▶ [Text]
#####
Written by Cybereason Blue Team | Oct 4, 2022 2:57:39 PM

In this edition of the Blue Team Chronicles, we assess the capabilities of eslogger, a new built-in macOS tool, and show how defenders can use this tool to better understand malicious activities on macOS and build new detection approaches.  

To simulate malicious activities on our lab machine, we leverage one of our early macOS testing malware samples, known as Gustav in these examples.

Key Points

Upon studying the new eslogger feature of macOS, we concluded: 

  • In-Depth Information: eslogger provides detailed information on operating system activities that defenders can use to analyze applications dynamically and to engineer new detection methods.
  • Native Application: The Ventura release of macOS includes eslogger as a native application. This allows users to collect endpoint security information without installing additional software.
  • Undocumented Output: The eslogger tool outputs complex JSON files, but only limited documentation for the field content is provided by Apple. Many field names are self-explanatory, but others are not. 
  • Large Output: Depending on the configuration, running eslogger for only a few minutes can result in tens of thousands of events. Handling this amount of data requires a good selection of tools and a well-defined processing pipeline. 
  • Not Intended for Large-Scale Data Collection: eslogger is not intended for collecting endpoint security data from multiple endpoints. To collect endpoint security data at scale,  macOS agents from endpoint security products now generally leverage the endpoint security framework API. 

The eslogger Tool

With the release of the Endpoint Security Framework (ESF) in macOS 10.15 (2019), Apple introduced an API for monitoring and auditing system events to replace the deprecated OpenBSM API. Security products now ingest these system events via the macOS agent. However, accessing these raw ESF events in an ad-hoc manner required either self-developed software notarized by Apple or a third-party ESF client like esf-playground from mittenmac. 

The October 2022 release of macOS 13.0, named Ventura, includes eslogger: eslogger interfaces with Endpoint Security to log events to standard output or to the unified logging system.” 

Setup and Test Run 

For the first eslogger test, we set up our system to examine events that the system creates while performing standard operations, such as opening folders and reading files.

Before eslogger can function, the app that executes eslogger must have full disk access. We granted this access to the Terminal app:

Figure 1 - Enabling Full Disk Access for Terminal.app

At the time of writing this post, eslogger supports 82 different endpoint security events, including several undocumented ones.. All supported events can be listed via:

% sudo eslogger --list-events

access

authentication

btm_launch_item_add

btm_launch_item_remove

 

More detailed information about the event types is in the Apple documentation.
#####
▶ [Tasks to perform]
(1) In the eslogger write-up, which macOS release first included eslogger as a native application?
(2) Continue the eslogger write-up, starting after its last sentence.
#####
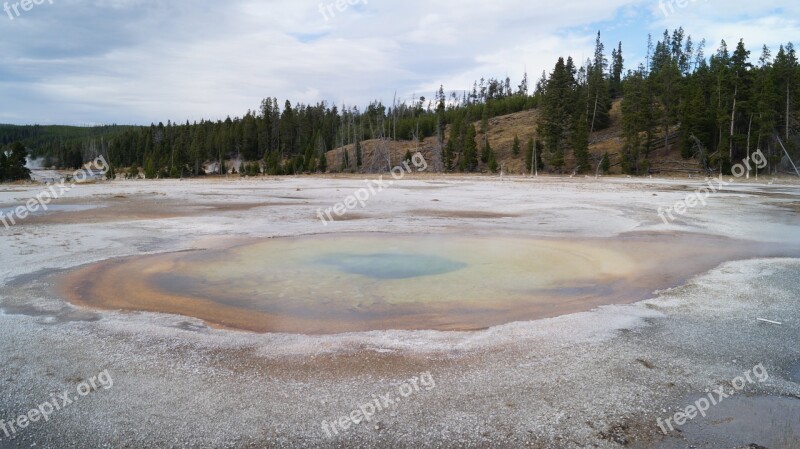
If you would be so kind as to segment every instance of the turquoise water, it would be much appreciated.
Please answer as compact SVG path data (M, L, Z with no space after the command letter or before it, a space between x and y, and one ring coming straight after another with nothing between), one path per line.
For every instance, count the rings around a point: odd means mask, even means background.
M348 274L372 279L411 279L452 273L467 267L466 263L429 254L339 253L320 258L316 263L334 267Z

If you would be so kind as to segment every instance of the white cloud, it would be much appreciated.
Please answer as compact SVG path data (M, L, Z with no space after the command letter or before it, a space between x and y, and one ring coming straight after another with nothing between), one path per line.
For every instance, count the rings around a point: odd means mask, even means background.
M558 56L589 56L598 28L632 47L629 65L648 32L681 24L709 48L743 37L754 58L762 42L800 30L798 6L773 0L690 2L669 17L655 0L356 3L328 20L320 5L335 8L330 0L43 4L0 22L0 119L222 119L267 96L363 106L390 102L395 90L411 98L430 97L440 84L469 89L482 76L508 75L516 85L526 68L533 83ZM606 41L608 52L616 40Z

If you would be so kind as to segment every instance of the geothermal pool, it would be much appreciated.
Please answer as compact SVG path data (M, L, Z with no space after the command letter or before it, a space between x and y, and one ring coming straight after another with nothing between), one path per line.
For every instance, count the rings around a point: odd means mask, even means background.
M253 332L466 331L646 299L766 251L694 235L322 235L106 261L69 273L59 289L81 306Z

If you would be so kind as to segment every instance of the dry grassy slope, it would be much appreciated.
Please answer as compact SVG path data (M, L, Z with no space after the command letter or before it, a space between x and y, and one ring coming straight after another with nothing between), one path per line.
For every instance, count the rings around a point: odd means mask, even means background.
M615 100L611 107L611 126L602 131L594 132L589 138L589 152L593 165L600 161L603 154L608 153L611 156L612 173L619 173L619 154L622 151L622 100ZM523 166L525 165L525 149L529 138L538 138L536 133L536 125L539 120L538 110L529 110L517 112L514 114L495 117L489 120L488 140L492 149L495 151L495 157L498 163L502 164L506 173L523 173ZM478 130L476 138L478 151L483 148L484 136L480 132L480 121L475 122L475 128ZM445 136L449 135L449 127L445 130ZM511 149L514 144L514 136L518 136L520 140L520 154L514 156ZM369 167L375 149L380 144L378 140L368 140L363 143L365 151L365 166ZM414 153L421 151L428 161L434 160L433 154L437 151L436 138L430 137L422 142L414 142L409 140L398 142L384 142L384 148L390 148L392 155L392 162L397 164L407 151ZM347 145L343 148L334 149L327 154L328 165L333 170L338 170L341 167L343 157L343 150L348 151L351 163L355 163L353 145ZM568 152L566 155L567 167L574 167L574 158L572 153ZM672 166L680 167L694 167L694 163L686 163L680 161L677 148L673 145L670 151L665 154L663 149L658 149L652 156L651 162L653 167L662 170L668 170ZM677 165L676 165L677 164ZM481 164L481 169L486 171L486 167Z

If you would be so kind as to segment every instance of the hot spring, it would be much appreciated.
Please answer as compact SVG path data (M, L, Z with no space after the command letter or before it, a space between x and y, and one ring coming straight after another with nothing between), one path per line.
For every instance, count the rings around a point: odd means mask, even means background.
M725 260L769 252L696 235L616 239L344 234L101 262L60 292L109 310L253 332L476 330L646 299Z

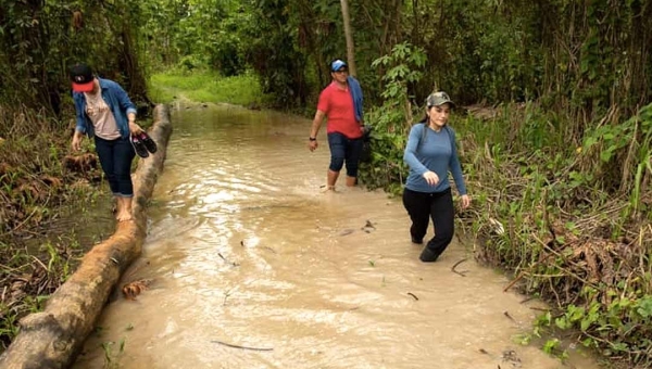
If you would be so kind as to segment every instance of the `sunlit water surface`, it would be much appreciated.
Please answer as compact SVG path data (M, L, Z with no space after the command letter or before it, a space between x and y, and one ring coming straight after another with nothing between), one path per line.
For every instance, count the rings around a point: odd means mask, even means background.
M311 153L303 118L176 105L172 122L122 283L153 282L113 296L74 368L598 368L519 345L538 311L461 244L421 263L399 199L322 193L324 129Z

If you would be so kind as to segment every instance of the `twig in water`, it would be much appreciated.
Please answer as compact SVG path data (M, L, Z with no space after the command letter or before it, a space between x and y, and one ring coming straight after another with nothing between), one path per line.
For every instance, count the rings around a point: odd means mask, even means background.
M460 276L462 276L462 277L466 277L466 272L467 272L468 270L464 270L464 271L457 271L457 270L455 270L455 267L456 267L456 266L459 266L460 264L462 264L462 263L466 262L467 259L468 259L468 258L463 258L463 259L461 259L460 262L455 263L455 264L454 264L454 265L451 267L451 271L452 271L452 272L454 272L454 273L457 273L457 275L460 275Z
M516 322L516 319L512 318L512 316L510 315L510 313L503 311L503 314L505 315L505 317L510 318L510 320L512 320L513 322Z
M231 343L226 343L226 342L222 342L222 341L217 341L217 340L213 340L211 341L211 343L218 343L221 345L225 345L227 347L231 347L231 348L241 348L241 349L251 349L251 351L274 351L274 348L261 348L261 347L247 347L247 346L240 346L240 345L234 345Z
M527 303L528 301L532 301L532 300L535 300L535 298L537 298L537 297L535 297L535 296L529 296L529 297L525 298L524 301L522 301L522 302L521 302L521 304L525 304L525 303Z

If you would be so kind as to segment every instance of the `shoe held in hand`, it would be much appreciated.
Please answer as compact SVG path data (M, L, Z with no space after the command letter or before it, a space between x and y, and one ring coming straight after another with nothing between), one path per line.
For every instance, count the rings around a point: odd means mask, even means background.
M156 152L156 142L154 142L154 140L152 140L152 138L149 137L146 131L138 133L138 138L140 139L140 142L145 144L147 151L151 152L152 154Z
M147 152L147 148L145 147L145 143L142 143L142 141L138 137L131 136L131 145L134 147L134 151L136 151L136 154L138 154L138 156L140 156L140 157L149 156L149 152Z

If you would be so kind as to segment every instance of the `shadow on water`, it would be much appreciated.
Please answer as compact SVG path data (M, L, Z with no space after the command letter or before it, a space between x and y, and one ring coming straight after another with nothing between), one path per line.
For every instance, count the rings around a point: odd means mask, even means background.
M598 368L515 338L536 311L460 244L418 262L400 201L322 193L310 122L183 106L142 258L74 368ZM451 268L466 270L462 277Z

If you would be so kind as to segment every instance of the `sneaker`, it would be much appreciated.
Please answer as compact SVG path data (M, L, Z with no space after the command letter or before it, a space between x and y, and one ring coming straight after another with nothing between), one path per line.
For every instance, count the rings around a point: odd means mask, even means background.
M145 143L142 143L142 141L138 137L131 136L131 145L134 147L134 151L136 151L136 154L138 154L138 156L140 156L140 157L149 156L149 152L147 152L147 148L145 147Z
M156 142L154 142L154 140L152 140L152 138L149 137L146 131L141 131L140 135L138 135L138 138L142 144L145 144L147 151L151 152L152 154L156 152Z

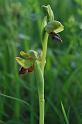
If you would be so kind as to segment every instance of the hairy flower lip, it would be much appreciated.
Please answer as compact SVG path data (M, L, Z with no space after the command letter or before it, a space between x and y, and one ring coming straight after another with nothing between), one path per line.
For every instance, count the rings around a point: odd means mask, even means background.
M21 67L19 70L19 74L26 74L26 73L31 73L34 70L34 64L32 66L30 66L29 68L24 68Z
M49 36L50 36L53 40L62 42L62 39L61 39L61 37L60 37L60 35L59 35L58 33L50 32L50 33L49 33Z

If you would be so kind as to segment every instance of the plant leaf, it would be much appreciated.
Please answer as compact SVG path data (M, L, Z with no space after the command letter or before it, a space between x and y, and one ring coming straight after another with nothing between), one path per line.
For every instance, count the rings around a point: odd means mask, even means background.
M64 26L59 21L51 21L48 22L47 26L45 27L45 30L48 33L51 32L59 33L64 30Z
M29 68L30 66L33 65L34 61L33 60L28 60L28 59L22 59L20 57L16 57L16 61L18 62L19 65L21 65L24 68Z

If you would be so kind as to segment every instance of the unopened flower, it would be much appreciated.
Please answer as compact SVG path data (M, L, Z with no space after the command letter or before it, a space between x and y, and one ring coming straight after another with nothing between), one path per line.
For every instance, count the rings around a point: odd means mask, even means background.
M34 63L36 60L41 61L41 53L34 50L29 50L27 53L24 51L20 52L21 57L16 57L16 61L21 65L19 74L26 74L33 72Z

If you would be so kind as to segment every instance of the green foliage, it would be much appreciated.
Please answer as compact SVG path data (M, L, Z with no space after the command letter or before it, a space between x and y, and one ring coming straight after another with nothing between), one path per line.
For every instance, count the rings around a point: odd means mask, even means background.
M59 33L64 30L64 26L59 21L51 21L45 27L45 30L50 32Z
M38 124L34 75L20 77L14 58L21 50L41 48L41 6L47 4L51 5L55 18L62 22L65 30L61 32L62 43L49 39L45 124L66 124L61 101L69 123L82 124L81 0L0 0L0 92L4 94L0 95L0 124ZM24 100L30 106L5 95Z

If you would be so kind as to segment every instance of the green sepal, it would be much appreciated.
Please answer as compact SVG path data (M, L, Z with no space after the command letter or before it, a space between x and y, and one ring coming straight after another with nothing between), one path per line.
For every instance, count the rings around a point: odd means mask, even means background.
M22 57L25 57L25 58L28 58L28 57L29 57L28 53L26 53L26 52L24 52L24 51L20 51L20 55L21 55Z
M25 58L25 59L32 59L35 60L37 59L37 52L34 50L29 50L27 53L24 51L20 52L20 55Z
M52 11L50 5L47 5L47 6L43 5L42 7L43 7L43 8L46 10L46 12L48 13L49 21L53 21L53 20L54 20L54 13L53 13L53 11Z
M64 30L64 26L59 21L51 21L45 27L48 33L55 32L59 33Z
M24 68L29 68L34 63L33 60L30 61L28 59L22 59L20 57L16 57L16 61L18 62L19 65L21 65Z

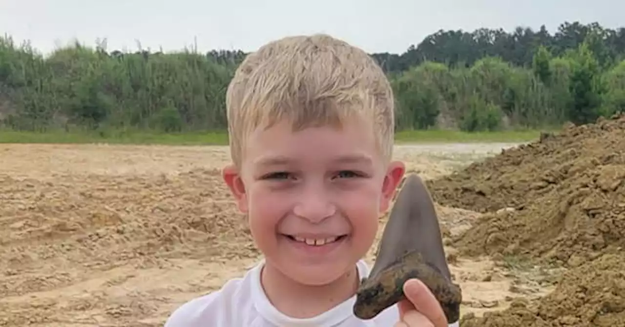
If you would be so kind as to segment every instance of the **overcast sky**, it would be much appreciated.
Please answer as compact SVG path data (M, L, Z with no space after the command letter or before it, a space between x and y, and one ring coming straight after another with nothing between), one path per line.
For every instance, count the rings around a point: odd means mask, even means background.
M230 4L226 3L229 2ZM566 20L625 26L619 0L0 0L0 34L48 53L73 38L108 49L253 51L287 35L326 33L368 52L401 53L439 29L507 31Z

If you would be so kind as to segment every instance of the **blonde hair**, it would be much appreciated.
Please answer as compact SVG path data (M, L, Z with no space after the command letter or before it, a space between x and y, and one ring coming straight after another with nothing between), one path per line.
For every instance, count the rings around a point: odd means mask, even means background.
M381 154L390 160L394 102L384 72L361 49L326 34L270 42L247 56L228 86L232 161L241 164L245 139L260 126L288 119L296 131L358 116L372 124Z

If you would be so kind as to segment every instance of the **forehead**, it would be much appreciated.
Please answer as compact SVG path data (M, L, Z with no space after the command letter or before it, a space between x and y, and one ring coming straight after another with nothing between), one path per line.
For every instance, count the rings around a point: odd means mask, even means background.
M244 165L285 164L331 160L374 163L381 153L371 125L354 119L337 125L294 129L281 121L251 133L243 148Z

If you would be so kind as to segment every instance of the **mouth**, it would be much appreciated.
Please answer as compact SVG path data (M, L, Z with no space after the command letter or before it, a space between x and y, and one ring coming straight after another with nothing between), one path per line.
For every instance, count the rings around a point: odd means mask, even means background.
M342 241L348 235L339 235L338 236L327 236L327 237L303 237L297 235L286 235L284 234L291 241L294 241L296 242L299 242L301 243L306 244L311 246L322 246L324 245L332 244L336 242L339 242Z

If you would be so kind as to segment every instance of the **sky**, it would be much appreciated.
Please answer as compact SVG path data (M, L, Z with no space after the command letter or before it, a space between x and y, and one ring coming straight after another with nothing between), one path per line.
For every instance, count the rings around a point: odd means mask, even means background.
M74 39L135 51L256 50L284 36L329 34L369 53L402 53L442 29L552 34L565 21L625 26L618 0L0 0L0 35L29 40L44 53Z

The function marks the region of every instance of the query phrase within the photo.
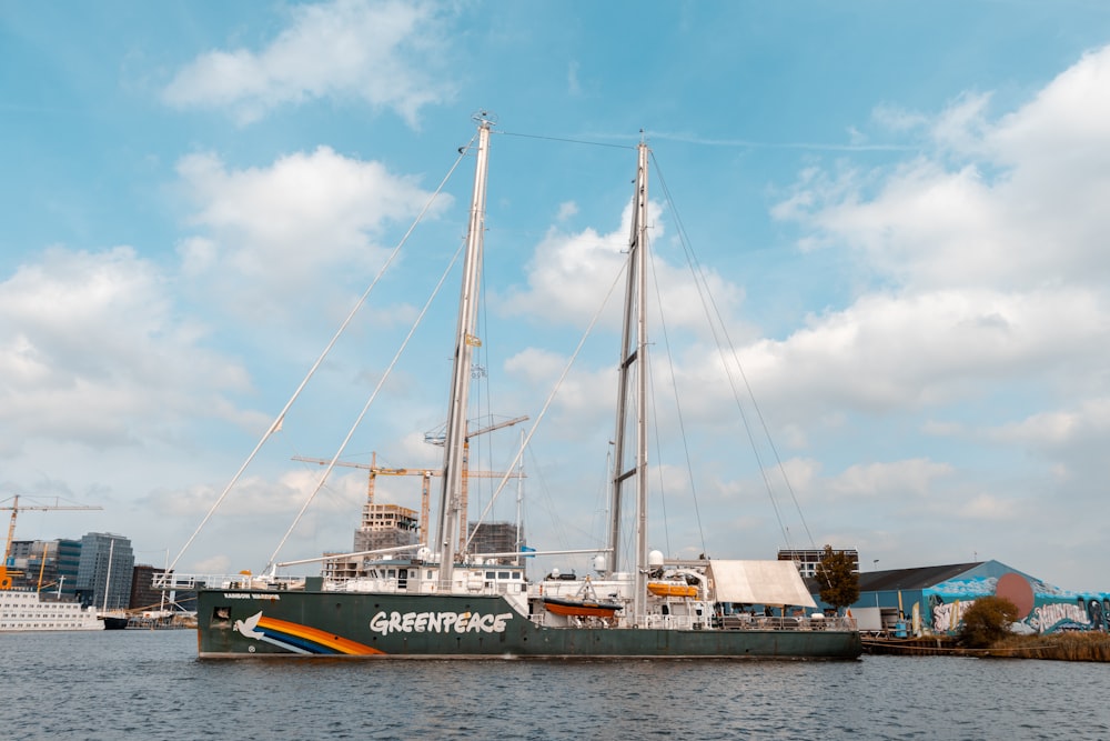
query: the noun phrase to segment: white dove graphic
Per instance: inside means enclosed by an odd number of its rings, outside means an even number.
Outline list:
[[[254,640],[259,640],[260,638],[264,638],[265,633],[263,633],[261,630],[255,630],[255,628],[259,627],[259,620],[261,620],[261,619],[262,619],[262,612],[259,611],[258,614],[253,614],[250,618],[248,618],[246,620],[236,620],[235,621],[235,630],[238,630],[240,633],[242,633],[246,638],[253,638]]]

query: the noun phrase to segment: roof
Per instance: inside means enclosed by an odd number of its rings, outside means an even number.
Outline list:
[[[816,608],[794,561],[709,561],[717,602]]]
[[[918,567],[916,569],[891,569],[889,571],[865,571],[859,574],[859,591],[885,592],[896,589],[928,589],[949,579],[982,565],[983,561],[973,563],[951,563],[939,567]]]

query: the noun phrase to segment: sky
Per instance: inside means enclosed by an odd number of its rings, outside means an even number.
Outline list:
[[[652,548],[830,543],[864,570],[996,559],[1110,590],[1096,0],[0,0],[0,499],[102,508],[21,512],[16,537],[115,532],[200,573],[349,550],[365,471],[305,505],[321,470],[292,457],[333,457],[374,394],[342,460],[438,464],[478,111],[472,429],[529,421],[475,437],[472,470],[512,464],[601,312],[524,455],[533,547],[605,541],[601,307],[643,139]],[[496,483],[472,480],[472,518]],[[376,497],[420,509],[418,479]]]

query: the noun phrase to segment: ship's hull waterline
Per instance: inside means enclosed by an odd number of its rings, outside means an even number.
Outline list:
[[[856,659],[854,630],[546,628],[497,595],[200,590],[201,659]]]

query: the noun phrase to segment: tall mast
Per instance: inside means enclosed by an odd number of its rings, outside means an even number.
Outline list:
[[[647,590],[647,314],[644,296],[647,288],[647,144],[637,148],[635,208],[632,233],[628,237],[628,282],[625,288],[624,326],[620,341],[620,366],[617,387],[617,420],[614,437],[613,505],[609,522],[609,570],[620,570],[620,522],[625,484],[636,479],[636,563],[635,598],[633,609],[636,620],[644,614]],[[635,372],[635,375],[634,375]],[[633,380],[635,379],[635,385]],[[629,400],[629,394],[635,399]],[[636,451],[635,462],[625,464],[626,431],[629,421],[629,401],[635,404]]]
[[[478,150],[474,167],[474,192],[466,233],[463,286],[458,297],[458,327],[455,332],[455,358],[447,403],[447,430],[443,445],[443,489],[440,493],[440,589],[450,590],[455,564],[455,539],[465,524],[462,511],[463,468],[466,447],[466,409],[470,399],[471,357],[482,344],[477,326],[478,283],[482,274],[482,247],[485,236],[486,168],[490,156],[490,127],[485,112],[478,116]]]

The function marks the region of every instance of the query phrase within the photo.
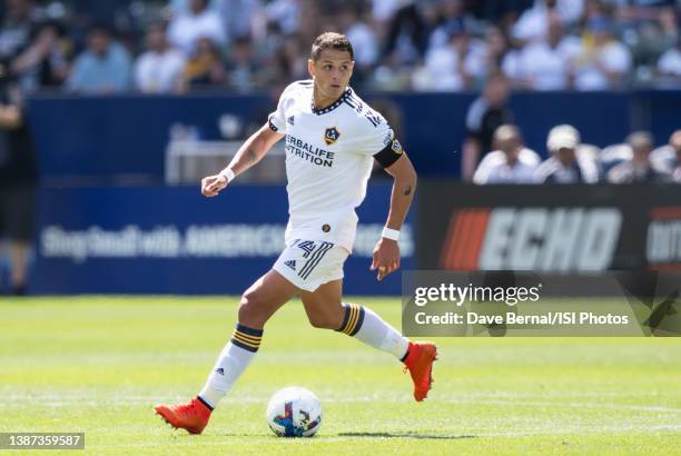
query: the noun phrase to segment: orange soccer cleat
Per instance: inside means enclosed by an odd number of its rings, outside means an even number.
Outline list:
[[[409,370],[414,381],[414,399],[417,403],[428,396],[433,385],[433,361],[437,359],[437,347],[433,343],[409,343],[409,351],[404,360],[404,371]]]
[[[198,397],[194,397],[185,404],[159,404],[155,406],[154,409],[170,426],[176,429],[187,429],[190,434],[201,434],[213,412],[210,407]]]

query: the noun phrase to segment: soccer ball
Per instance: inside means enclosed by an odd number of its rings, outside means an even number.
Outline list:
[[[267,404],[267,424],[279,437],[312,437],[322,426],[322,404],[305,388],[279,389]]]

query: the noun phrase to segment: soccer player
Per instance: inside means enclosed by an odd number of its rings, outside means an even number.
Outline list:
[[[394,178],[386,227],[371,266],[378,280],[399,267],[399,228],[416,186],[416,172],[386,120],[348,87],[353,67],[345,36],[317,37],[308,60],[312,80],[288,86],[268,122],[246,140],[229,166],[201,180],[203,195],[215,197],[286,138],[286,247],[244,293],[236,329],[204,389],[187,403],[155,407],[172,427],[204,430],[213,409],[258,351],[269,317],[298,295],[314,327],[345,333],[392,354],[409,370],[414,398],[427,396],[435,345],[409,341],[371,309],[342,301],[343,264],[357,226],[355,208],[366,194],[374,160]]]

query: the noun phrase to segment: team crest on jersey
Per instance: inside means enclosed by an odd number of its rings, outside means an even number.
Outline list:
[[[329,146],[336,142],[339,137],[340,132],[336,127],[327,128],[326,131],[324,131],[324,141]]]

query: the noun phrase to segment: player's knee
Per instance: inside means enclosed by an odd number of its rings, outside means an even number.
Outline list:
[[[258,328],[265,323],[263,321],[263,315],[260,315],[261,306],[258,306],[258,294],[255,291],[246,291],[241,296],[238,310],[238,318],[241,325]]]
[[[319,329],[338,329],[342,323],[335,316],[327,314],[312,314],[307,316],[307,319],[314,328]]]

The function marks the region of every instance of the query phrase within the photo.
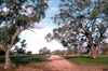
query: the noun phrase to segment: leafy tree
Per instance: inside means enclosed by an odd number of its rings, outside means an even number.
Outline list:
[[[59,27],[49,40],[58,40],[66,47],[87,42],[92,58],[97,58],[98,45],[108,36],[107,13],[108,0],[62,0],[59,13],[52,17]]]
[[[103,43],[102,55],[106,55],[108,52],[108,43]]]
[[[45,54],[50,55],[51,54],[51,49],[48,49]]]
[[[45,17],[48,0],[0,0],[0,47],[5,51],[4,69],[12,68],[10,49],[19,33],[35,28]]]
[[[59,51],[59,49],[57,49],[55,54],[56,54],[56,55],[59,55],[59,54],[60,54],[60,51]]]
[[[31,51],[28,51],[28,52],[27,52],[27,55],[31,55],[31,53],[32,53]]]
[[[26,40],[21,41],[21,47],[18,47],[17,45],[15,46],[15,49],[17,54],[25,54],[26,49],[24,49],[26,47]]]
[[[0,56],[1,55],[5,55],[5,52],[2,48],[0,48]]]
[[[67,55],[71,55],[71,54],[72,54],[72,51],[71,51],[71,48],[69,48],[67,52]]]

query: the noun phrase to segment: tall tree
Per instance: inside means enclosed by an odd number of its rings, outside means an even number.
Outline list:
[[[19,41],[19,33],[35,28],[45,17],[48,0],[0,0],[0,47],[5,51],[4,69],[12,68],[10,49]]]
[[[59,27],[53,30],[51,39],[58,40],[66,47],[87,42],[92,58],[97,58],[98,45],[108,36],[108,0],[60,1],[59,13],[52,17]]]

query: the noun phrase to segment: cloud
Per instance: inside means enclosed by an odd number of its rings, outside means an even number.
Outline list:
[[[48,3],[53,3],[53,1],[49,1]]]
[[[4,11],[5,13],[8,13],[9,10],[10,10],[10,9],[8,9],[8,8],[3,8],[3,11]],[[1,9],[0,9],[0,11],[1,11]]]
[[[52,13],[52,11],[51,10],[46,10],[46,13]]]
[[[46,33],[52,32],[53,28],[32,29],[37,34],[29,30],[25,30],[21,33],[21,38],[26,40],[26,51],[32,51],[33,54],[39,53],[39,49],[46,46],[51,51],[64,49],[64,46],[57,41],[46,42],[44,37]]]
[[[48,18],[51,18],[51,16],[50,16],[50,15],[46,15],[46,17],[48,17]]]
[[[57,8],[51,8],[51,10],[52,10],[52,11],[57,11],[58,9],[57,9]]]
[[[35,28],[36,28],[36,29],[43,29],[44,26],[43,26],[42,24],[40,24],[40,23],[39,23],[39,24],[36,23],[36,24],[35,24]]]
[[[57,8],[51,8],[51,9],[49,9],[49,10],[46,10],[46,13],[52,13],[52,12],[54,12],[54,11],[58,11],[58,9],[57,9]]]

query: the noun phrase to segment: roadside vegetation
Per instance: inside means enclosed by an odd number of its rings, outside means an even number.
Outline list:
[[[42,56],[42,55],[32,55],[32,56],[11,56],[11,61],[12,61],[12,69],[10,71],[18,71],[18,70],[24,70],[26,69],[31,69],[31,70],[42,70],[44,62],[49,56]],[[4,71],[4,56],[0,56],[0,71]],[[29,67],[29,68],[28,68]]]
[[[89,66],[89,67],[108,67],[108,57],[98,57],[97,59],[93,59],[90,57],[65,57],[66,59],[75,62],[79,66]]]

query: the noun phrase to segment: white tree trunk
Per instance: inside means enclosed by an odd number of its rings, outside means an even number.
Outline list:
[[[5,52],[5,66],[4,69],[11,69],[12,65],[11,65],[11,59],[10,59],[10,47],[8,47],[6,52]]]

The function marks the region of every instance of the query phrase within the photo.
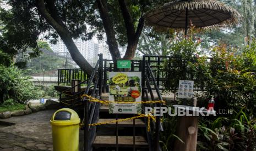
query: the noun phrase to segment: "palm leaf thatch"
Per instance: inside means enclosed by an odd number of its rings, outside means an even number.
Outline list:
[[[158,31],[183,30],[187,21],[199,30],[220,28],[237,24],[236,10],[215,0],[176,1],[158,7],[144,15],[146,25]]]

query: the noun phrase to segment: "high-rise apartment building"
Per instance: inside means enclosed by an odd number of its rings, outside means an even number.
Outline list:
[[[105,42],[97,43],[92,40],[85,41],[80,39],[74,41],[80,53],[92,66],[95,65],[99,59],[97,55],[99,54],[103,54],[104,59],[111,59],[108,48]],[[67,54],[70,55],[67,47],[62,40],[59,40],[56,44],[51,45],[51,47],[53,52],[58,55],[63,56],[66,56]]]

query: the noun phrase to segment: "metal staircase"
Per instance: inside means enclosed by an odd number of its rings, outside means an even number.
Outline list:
#####
▶ [Set of answers]
(1) macOS 13.0, named Ventura, released in October 2022.

(2)
To get a first impression of the data that eslogger generates, we directed the tool to listen for events of type access and authentication. We redirected the tool's JSON output to a file:

% sudo eslogger access authentication > eslogger_trial_out.json

 

The resulting JSON file included multiple root elements. To convert this data into a valid json, we used the following Python code (es.py):

#!/usr/bin/env python3

import sys

out: str = "["

lines = sys.stdin.readlines()

for index, line in enumerate(lines):

if index == len(lines)-1:

         out += "{}".format(line)

else:

         out += "{}{}".format(line, ",")

out += "]"

print(out)

 

We also used the fx tool to get well readable json:

% cat eslogger_trial_out.json | ./es.py | fx . > valid_out.json

 

Analyzing the resulting json interactively can be done using fx. For filtering, we recommend jq. Having a look at one resulting event using fx, we can identify a process block that we use later for mapping events to a process/tool being analyzed:

Figure 2 - Process block of an endpoint security event

We used this information and the jq tool to filter out events for the com.apple.finder executable: 

% cat valid_out.json | jq '[.[] | select(.process.signing_id == "com.apple.finder" )]' > filtered_process_events.json

 

We then learned that com.apple.finder checked the file access permission for /Users/secret/Desktop/blog/test_out.json

Figure 3 - File access permission check event for test_out.json

Analyzing Malicious Activity 

 To analyze Gustav, our early macOS test malware, we selected the following event types:

eslogger Event Name

ESF Event Name

Description

create

es_event_create_t

Creation of a file

open

es_event_open_t

Opening of a file

utimes

es_event_utimes_t

Change to a file’s access time or modification time

unlink

es_event_unlink_t

Deletion of a file

exec

es_event_exec_t

Execution of a process

uipc_connect

es_event_uipc_connect_t

Connection of a socket

kextload

es_event_kextload_t

Loading of a kernel extension

btm_launch_item_add

btm_launch_item_add

Creation of new launch items 


Note: This new security event also appears as a notification to the user.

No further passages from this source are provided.